Each line of the data below that contains "mask" must be copied.

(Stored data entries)
+---+

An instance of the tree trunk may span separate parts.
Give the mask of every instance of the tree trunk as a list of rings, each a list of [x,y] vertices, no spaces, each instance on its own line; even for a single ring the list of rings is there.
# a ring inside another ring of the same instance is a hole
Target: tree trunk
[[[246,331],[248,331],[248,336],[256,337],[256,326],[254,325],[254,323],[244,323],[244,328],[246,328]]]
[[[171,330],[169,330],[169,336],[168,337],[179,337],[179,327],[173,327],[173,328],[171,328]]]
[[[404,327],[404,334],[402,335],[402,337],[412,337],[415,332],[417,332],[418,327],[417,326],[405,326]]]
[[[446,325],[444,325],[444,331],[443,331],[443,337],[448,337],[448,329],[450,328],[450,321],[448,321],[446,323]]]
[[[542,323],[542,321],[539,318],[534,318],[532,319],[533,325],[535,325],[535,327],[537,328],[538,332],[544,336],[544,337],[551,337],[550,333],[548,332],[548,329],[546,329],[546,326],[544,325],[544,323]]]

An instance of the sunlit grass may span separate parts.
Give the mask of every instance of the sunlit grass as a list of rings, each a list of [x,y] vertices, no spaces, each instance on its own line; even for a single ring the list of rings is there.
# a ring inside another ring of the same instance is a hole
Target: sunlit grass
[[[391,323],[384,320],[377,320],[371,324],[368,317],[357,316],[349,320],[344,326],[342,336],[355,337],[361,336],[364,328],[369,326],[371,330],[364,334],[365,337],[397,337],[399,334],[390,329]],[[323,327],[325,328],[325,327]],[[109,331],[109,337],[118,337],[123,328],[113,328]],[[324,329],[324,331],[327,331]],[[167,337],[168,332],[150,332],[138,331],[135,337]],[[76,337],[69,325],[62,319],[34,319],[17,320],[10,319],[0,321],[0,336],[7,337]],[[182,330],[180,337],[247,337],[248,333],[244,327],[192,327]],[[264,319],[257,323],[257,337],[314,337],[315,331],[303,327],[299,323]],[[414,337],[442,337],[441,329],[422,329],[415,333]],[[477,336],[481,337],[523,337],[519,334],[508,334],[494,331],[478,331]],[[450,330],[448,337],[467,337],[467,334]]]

+---+

• **Your response**:
Give the mask of every instance of the tree trunk as a list of rings, each a list of [x,y] vertices, no spaces, each instance on its own line; even for a single ring the list of rings is there.
Give the mask of every instance of the sunlit grass as a list of rings, each a list of [x,y] vertices, no spaces, each instance on its own line; even for a single ring the list of rings is there.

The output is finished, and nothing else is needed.